But it only works, because it's explicit that a variable is being declared,
and therefore it must be the case that you're constructing it when you use =
to give it a value.
On the other hand, when you're returning a value from a function, you're not
telling the compiler to construct anything, because unlike when declaring a
variable, construction isn't necessary. So, at that point, the value being
returned has to either have the same type as the return type, or it needs to
implicitly convert to the return type, and int does not implicitly convert
to Nullable!int, so you get an error.
The only implicit conversions that the language has for user-defined types
are
1. When a type has an alias this, it defines an implicit conversion _to_ the
type that the alias evaluates to.
2. When a type has a base type (e.g. a class or an enum), then it will
implicitly convert to its base type.

+++

**CHALLENGE A:**
Reproduce the records from their first line through the line holding "column 809, row 313", inclusive.
The records have no connection to the passage on implicit conversions.

+++

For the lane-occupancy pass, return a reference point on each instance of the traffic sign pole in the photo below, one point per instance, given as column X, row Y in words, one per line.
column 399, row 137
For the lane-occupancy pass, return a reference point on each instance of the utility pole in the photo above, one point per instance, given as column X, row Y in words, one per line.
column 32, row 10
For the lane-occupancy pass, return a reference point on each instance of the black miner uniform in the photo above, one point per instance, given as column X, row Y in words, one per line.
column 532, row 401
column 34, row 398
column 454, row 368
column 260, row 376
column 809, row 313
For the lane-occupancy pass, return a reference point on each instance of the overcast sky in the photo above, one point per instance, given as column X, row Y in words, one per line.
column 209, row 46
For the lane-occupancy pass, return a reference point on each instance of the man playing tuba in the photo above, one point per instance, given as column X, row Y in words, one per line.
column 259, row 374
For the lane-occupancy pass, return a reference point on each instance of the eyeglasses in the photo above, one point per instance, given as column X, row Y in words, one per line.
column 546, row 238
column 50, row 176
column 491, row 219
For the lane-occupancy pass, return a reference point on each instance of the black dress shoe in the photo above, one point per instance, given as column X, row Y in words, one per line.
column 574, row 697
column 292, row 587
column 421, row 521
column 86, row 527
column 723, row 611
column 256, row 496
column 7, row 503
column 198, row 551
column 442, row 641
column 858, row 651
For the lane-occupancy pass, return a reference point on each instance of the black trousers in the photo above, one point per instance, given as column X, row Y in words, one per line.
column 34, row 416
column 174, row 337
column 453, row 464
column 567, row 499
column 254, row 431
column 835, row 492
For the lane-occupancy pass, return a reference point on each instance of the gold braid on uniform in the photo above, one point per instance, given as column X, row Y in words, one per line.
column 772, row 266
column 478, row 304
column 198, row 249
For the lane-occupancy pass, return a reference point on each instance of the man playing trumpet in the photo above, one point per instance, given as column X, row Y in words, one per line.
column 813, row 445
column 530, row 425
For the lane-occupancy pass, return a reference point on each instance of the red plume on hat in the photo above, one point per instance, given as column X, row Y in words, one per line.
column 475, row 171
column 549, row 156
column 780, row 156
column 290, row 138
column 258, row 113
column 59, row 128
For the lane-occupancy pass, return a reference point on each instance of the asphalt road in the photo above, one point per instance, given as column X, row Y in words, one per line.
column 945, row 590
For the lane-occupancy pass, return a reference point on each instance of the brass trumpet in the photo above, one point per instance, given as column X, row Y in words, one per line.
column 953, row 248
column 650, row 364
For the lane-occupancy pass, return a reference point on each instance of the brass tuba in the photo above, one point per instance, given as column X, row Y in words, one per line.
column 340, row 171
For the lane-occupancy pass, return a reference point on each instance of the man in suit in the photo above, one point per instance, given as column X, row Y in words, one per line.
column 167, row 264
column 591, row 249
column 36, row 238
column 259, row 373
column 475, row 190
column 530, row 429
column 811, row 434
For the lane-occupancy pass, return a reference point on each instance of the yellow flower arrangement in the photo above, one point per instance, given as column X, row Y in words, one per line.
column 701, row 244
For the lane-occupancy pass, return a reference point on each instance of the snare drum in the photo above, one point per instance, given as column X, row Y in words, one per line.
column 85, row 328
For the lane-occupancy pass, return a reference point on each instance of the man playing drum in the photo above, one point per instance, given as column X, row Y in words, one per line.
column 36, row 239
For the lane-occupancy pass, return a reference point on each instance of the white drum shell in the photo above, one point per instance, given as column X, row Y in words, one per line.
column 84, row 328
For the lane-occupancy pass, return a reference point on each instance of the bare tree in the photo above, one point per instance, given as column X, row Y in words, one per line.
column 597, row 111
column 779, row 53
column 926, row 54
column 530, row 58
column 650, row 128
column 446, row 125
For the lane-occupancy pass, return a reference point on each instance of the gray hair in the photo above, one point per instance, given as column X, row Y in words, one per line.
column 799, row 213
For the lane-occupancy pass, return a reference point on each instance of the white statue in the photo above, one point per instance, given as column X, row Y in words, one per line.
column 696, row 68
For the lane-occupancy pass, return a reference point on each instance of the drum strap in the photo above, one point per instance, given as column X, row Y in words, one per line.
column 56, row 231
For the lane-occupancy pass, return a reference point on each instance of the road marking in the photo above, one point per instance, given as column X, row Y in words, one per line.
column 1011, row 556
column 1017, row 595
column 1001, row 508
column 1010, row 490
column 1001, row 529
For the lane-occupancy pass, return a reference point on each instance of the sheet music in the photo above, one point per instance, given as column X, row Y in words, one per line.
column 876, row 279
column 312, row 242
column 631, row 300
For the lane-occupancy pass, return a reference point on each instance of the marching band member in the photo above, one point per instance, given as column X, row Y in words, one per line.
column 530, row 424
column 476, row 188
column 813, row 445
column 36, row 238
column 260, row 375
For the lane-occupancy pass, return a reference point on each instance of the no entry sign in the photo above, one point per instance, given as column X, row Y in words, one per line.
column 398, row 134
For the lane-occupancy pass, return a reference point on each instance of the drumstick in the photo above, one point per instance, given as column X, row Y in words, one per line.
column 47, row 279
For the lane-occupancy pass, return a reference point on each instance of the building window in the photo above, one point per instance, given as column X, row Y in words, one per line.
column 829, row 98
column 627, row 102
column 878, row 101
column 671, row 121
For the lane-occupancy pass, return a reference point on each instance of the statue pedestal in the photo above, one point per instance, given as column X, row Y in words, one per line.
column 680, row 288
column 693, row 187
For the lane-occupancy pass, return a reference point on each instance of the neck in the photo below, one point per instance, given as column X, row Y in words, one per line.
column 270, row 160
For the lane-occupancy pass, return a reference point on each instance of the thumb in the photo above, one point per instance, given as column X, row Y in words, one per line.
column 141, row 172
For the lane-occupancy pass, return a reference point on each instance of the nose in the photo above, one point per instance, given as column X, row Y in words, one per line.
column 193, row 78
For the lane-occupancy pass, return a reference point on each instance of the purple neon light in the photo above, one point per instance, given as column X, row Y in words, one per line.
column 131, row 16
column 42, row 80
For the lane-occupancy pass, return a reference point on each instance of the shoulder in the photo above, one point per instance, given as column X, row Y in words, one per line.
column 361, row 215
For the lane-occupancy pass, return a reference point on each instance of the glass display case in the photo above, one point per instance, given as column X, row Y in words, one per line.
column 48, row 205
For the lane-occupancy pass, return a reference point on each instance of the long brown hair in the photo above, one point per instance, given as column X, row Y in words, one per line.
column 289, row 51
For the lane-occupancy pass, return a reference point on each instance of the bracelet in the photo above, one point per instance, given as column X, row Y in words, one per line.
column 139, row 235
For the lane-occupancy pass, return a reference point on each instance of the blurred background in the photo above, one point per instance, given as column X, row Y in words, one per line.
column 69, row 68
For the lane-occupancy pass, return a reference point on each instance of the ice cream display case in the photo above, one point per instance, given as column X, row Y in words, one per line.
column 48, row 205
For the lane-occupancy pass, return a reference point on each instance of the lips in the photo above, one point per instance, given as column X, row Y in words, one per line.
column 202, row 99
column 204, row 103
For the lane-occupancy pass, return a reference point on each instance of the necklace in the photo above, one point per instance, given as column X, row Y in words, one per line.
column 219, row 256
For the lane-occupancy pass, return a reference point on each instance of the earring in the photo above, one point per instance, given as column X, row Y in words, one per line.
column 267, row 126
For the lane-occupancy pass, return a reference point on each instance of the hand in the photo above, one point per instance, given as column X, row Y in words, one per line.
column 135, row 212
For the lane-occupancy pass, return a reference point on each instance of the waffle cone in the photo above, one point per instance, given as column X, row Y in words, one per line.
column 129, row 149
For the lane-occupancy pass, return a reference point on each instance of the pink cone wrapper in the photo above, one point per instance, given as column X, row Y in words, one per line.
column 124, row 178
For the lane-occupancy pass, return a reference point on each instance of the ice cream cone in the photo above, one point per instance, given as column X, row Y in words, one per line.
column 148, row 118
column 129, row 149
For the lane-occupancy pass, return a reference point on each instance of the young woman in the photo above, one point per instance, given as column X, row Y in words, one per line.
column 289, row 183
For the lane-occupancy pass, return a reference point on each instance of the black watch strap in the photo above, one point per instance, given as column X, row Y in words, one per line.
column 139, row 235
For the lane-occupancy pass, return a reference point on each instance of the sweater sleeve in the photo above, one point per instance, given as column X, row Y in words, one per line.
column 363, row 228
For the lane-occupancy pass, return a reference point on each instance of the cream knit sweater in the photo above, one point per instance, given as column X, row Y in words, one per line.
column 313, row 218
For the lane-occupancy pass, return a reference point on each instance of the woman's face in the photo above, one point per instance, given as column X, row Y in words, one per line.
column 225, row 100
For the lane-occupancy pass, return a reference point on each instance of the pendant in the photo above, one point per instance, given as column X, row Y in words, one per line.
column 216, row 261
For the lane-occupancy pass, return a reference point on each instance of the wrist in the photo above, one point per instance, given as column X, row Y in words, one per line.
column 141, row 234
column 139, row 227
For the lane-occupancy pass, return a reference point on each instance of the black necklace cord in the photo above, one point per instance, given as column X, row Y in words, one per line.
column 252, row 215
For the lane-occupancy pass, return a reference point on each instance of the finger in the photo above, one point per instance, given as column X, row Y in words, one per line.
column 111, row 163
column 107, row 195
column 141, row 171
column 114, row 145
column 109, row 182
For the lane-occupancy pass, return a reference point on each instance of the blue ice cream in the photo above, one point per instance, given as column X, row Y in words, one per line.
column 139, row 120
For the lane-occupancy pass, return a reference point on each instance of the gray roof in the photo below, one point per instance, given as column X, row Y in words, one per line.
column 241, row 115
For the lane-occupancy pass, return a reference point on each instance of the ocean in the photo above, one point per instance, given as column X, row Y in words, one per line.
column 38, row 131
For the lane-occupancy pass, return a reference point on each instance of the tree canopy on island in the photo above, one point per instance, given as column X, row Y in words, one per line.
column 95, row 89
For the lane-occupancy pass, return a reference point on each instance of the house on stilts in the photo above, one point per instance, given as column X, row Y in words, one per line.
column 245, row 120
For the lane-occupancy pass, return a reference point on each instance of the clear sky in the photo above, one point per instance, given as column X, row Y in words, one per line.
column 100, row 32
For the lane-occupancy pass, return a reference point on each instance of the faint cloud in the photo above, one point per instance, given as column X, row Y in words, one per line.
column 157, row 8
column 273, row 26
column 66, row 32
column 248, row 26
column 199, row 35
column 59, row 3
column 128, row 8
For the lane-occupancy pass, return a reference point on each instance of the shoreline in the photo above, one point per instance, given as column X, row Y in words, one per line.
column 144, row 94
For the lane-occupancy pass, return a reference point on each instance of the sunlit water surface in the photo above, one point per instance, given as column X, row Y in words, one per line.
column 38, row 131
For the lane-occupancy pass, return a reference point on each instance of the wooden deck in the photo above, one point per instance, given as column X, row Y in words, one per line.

+++

**CHALLENGE B:**
Pick up the passage on implicit conversions and return values from where it stops.

**EXPECTED ANSWER A:**
For the lane-occupancy pass, return a reference point on each instance of the traffic sign pole in the photo below, one point per instance, given as column X, row Y in words, one per line.
column 399, row 137
For the lane-occupancy pass, return a reference point on each instance of the utility pole in the photo above, one point per instance, given as column X, row Y in words, one per line.
column 32, row 10
For the lane-occupancy pass, return a reference point on each instance of the black miner uniform in the photo above, one point per instance, given as column X, row Y in words, one per line.
column 532, row 401
column 34, row 398
column 454, row 368
column 260, row 376
column 809, row 313

**EXPECTED ANSWER B:**
There is no way to implicitly convert via construction, since having that
makes it harder to keep track of what happens when calling a function. This
can get very bad in C++ given that it allows you to declare a type to
implicitly convert to, and it has implicit construction. They had to add the
ability to mark parameters as explicit to block implicit conversions,
because it causes enough problems. So, Walter decided to simplify how
implicit conversions work in D, and we don't have implicit construction.
Of course, there are times when the lack of implicit construction can get
annoying (and Nullable is a prime example of that), but other problems are
reduced as a result.
For Nullable, the solution is to use the nullable helper function so that
you don't have to repeat the type. E.G.
Nullable!int func() => nullable(3);
or
auto func() => nullable(3);
And in many cases, rather than implicitly calling the constructor when
declaring a variable, it's arguably better to just use auto with an explicit
constructor call (and it definitely helps with Nullable). E.g.
auto a = nullable(3);
allows you to not bother giving the explicit type of the Nullable at all.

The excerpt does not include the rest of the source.